### TASK INSTRUCTIONS
**1.** In the local knowledge tour activity below, how long should each person try to talk about their checkpoint without stopping?
**2.** Decide whether each statement agrees with the local knowledge tour activity below. Answer yes or no for each, and quote the words from the activity that settle it.
(a) Participants split into small groups to research their local area.
(b) The person leading the activity marks the different places as points on a map.
(c) The activity has to be completed in a single session.
**3.** Continue the local knowledge tour activity below, starting after its last sentence.

### TEXT FOR ANALYSIS

--------

Local knowledge tour
You’ll need
- Device with access to the internet
- Pens or pencils
- Scrap paper
- Map of your local area
Before you begin
- Use the safety checklist to help you plan and risk assess your activity. Take a look at our guidance to help you carry out your risk assessment, including examples.
- Make sure all young people and adults involved in the activity know how to take part safely.
- This is a great activity to run during an online session. Check out the advice on using Zoom and other popular digital platforms and the guidance on being safe online.
- Depending on how much time and resources you have available, you may want to run this activity across two sessions.
- If you’re not meeting in person, we’ve added some ideas below to run your relay virtually.
Time to get local
- The person leading the activity should explain that everyone will be participating in and running a tour of their local area. Consider the places in your local community that have significance and bring people together.
- Everyone should split into small groups.
- Everyone should spend some time researching their local area. Groups should think of as many local landmarks, places of interest, historical buildings or landscape features as they can. They should make a note of the location and other important information for each place. We’ve included some example things to look out for below.
- Everyone should come back together as a group to share their ideas. The person leading the activity should mark all the different places as points on a map.
- Everyone should plot a route around the area to cover as many different places as you can.
- Everyone should choose one of the points of local interest on the route.
- Everyone should do some research about the place they have chosen, which they will share with the group when they walk the route. Find out more about the place and why it’s important to local history or culture.
Complete the tour
- If you’re meeting face-to-face, walk your route as a group. When you reach each person’s checkpoint, give them a chance to share the information they found out.
- Set everyone the challenge of talking for 60 seconds about their checkpoint without stopping.
- Challenge everyone to visit the place they chose. Ask them to take some photos and use them to make a quiz to put the group’s local knowledge to the test.
- Doctor’s surgery, veterinary surgery, dentist, hospital, ambulance station.
- Fire station, police station, car repair garage, shopping centre, retail park, convenience stores.
- Bus station, railway station, local routes of buses and trains.
- Scout meeting places or Headquarters, public parks, theatre, sports and leisure complex, cinema.
- Places of worship, museum, schools, colleges, local government buildings.
- Motorways and national road routes.
- Viewpoints, places of natural beauty and cultural or historical significance.
Be sensitive – leaders should check identified locations as some places may not want a crowd of Scouts turning up and taking photos.
Reflection
This activity was all about being an active citizen and learning to be a team player. This activity helped you learn more about your local community. Did you find out anything that you didn’t already know about the area you live in? What was the most interesting or surprising that you found out? Did you find it easy or difficult to find the information? This was also working together as a team and teaching each other new information. Everybody researched one place along the route. Could you have researched all the places you visited or would it have taken too long? What was the most interesting place on the route that someone else had researched?

--------

### SOURCE MATERIAL
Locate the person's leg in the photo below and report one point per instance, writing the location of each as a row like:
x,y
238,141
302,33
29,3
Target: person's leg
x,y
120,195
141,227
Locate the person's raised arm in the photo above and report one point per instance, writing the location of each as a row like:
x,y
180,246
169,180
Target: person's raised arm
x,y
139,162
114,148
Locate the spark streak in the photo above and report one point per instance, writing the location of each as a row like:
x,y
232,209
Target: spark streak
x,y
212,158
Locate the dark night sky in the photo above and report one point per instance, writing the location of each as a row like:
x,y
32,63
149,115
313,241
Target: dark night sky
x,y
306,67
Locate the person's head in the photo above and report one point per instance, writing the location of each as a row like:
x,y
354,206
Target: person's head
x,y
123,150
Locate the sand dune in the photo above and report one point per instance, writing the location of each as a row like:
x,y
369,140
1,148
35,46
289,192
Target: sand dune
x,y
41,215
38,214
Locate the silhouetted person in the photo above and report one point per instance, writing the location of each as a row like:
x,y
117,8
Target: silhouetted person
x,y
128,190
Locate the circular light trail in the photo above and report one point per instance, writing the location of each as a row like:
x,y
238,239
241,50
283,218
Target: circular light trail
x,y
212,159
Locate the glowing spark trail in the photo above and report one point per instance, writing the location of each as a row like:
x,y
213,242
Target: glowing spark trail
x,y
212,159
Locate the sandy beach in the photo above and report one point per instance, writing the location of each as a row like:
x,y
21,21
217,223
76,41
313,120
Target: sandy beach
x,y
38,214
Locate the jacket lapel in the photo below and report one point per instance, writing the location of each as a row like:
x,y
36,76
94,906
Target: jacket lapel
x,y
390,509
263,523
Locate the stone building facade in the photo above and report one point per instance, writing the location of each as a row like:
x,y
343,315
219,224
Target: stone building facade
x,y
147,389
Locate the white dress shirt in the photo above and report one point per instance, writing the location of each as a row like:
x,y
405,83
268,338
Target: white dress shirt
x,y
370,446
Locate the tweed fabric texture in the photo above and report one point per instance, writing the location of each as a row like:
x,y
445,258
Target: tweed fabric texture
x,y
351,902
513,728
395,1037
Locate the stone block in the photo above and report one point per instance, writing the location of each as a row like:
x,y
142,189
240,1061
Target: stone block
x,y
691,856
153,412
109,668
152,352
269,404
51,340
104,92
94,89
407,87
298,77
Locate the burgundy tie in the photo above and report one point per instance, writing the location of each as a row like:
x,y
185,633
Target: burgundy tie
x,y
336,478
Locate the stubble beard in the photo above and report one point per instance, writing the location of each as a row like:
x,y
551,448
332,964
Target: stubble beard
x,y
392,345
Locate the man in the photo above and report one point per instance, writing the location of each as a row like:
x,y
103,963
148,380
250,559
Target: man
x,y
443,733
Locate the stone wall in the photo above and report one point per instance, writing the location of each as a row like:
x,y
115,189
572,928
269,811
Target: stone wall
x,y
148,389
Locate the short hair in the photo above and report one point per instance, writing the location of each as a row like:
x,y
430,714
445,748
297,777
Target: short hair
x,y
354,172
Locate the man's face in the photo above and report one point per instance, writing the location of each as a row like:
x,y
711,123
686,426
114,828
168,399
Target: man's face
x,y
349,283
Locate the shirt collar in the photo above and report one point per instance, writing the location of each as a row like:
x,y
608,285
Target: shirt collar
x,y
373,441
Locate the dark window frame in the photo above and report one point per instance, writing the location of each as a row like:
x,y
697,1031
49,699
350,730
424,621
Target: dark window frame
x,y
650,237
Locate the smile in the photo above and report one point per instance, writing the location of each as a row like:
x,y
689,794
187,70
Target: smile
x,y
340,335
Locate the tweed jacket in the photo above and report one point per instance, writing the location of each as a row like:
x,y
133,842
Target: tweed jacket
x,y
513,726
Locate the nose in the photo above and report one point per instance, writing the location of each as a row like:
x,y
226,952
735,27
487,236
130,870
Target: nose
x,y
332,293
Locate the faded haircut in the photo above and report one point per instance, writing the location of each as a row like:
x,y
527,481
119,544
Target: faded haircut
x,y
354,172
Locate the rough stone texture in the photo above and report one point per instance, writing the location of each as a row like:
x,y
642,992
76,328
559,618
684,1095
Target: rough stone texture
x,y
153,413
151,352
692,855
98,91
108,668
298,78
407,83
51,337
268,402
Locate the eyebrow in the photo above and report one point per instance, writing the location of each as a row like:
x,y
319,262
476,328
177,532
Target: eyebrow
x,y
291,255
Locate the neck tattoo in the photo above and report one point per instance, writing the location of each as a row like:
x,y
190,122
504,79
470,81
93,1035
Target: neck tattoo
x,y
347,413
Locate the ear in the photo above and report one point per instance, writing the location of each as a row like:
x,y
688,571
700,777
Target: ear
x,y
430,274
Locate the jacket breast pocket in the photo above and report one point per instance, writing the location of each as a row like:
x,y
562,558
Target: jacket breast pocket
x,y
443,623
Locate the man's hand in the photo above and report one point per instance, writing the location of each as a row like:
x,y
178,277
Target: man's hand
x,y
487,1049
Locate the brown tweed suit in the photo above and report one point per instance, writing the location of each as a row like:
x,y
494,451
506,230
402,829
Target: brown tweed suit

--------

### RESPONSES IN ORDER
**1.** 60 seconds.

**2.**
(a) Yes: "Everyone should split into small groups."
(b) Yes: "The person leading the activity should mark all the different places as points on a map."
(c) No: "Depending on how much time and resources you have available, you may want to run this activity across two sessions."

**3.**
Safety
All activities must be safely managed. You must complete a thorough risk assessment and take appropriate steps to reduce risk. Use the safety checklist to help you plan and risk assess your activity. Always get approval for the activity, and have suitable supervision and an InTouch process.
- Online safety
Supervise young people when they’re online and give them advice about staying safe. Take a look at our online safety or bullying guidance. The NSPCC offers more advice and guidance, too. If you want to know more about specific social networks and games, Childnet has information and safety tips for apps. You can also report anything that’s worried you online to the Child Exploitation and Online Protection Command. As always, if you’ve got concerns about a young person’s welfare, including their online experiences, follow the Yellow Card to make a report.
- Visits away from your meeting place
Complete a thorough risk assessment and include hazards, such as roads, woodland, plants, animals, and bodies of water (for example, rivers, ponds, lakes, and seas). You’ll probably need more adult helpers than usual. Your risk assessment should include how many adults you need. The young people to adult ratios are a minimum requirement. When you do your risk assessment, you might decide that you need more adults than the ratio specifies. Think about extra equipment that you may need to take with you, such as high visibility clothing, a first aid kit, water, and waterproofs. Throughout the activity, watch out for changes in the weather and do regular headcounts.
You could change the length of the walk or the number of checkpoints to make your relay more or less difficult.
If you’re meeting in person to complete your walk, make sure everyone can access the route you’ve planned. Think about whether there are steps and places to rest and take breaks.
All Scout activities should be inclusive and accessible.
Once you’ve planned your route you could write route cards and include things like compass bearings and pacing to meet some of the requirements of the Navigator Staged Activity Badge.